▶ **What you have to do**: Count how many lines of the material below contain the string "gold", treating uppercase and lowercase as different, and give only that number.
Begin
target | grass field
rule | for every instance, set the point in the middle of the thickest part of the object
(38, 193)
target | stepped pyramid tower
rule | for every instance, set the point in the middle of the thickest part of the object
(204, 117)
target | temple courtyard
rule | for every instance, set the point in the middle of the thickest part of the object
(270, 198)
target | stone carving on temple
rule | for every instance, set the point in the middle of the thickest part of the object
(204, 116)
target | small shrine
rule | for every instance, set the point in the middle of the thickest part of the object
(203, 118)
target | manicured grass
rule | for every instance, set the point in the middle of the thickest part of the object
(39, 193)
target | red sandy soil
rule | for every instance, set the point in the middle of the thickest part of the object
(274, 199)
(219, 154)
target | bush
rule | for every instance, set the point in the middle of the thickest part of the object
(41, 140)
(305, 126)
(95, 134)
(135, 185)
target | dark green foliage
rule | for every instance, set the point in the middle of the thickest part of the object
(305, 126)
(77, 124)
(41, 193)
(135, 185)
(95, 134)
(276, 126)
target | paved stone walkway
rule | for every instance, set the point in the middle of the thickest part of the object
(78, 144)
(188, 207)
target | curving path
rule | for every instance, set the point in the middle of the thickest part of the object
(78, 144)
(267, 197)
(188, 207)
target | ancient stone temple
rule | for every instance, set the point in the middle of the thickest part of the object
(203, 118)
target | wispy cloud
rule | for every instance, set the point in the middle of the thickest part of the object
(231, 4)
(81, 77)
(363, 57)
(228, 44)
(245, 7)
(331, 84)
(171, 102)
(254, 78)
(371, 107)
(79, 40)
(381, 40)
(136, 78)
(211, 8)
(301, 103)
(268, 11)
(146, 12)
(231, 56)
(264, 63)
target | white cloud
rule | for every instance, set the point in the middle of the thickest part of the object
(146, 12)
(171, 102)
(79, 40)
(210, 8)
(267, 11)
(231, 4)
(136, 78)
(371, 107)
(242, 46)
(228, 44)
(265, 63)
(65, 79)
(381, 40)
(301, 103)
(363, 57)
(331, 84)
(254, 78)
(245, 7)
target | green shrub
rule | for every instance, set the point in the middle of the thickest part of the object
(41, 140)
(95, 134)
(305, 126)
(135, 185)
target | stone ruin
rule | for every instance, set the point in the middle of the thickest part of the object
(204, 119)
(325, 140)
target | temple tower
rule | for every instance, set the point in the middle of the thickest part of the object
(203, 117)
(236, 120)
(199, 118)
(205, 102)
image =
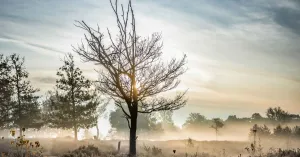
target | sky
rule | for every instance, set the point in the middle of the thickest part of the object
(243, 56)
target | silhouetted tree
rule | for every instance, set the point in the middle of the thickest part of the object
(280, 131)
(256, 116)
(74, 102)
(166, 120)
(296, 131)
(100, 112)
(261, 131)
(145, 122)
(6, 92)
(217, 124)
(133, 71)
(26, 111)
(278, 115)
End
Begin
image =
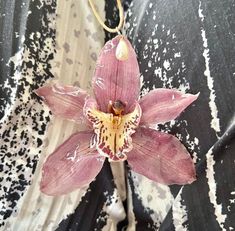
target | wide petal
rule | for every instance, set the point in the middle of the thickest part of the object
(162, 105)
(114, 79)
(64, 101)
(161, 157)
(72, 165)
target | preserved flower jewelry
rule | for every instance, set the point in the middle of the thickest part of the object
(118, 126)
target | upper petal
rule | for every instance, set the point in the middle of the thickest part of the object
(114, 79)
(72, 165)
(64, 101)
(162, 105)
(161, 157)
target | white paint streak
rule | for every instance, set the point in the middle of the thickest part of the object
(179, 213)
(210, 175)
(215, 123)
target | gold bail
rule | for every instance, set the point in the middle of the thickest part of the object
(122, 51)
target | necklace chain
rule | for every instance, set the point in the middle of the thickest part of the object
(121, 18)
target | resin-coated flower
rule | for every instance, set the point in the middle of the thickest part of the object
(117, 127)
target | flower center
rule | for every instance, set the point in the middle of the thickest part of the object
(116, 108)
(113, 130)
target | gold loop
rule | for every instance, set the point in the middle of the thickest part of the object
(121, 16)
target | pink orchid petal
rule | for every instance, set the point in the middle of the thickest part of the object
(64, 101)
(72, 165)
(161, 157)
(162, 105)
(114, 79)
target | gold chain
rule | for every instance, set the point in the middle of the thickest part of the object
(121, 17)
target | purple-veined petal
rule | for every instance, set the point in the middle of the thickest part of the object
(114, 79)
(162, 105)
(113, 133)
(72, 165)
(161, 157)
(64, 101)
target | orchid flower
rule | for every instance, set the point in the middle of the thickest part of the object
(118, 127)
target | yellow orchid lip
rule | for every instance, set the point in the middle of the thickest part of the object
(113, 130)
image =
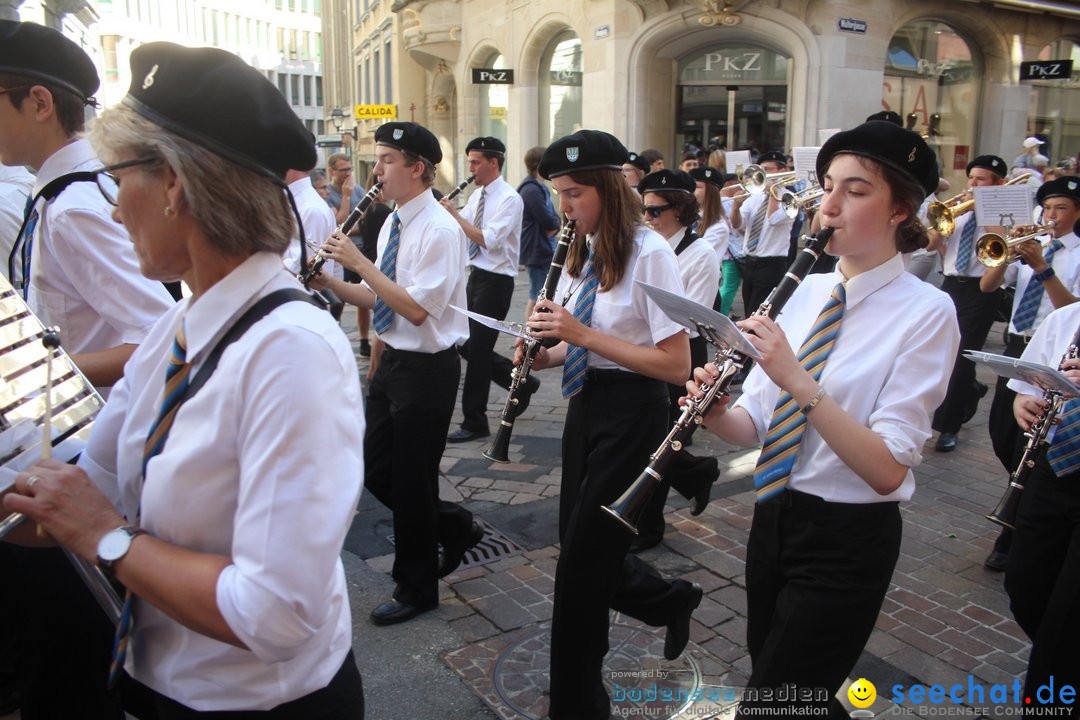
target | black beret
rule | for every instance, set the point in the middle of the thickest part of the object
End
▶ **Answer for the task**: 3